**Provided passage**
┌────────

How many amps should I be looking for at idle (that's what matters right?)?


----------



## Pitbullx (Jul 27, 2005)

Odyssey batteries


----------



## themerc (May 14, 2006)

Which one?


----------



## Pitbullx (Jul 27, 2005)

> _Originally posted by themerc_@Aug 4 2007, 10:10 PM~8472971
> *Which one?
> *


depends on the application.....generally I wouldnt go smaller than the 1500 or 1700..

I run 2150's but thats me


----------



## Brahma Brian (Nov 17, 2004)

> _Originally posted by themerc_@Aug 4 2007, 09:41 PM~8472526
> *knukonceptz sells a 200 amp for $240
> 
> Before I check out iraggi again...
> ...


Get the biggest you can afford, that knu alt. may be the way to go, but I don't know anything about them, but if knu is selling it, I wouldn't be worried much...


----------



## themerc (May 14, 2006)

> _Originally posted by Pitbullx_@Aug 5 2007, 02:10 AM~8474083
> *depends on the application.....generally I wouldnt go smaller than the 1500 or 1700..
> 
> I run 2150's but thats me
> *


What are the important specs I should be looking for when looking at batteries?


----------



## Pitbullx (Jul 27, 2005)

> _Originally posted by themerc_@Aug 5 2007, 06:36 PM~8477945
> *What are the important specs I should be looking for when looking at batteries?
> *


the 1500 or 1700 will be more than enough for your application....Id run 2 batts but thats just me


----------



## themerc (May 14, 2006)

Yeah but how do you decide what battery to get by looking at their specs? (I'd just like to know)


----------



## Sporty (Jan 26, 2006)

kinetik batts have a calculator on their site on determining which one of their batts you should use depending on the amt of power you plan on using.... generally speaking, experience is how you end up knowing which batts to go with (same thing with everything else in the car audio world... they can bull shit ratings on alts, batts, etc, just how they do amps, subs, etc... i mean, i bought some 4 awg wire from some bullshit company and it was almost as thick as stinger 8awg and no where close to as thick as my knu k. 4awg but the jacket was the same diameter, go figure)

└────────

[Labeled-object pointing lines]
┌────────

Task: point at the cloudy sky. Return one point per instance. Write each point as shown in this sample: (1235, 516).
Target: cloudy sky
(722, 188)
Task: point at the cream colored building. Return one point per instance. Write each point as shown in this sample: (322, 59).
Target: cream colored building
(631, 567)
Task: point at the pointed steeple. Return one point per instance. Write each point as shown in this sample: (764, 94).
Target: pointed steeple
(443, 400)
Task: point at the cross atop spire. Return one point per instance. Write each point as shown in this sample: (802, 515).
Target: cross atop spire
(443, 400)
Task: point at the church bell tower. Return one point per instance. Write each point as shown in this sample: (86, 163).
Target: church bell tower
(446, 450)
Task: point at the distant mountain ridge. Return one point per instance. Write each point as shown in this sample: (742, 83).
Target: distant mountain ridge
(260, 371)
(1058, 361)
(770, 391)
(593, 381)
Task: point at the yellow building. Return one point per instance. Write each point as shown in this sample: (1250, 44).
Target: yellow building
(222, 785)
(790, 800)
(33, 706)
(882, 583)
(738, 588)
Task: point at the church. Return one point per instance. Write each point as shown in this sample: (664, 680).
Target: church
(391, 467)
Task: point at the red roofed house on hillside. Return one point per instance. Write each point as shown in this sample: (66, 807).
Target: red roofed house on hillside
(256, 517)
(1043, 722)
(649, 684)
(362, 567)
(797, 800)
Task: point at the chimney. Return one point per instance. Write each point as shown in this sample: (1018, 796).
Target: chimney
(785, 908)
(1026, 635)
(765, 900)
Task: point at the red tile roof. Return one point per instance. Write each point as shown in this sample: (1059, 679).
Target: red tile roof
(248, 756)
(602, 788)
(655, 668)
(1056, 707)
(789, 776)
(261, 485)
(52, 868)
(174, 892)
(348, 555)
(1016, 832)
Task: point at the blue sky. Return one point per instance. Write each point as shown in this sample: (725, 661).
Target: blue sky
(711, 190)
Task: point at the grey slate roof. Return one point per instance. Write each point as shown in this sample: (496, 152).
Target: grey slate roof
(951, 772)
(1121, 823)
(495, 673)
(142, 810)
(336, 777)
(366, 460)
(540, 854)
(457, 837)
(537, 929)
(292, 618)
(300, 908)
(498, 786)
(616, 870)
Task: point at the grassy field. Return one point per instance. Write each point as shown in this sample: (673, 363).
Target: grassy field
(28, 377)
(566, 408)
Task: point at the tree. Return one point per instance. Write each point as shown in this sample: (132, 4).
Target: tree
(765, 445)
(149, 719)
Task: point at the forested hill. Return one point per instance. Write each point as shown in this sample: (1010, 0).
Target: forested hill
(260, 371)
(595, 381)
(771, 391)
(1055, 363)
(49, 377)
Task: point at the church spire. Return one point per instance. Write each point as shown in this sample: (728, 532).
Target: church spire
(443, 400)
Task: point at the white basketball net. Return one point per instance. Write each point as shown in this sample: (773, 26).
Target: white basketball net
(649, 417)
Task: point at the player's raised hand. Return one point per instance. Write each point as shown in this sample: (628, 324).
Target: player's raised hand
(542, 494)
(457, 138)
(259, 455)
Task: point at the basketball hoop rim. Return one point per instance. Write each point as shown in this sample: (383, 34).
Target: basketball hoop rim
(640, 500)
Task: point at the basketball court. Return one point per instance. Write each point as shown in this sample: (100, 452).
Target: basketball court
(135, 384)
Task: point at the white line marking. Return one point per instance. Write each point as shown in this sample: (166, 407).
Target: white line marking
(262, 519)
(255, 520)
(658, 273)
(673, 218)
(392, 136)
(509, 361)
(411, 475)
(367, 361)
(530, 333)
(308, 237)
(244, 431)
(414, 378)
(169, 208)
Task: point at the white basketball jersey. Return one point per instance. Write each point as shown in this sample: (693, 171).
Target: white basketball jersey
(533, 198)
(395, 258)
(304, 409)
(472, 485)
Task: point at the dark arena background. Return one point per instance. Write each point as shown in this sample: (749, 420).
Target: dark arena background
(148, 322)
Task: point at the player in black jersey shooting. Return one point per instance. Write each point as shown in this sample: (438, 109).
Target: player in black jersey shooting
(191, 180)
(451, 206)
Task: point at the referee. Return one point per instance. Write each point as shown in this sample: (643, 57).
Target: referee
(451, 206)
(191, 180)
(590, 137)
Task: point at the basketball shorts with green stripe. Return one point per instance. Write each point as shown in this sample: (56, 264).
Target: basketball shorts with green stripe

└────────

**Instructions for the task**
In the car audio battery thread, what price is quoted for the 200 amp unit sold by knukonceptz?

**Problem solution**
$240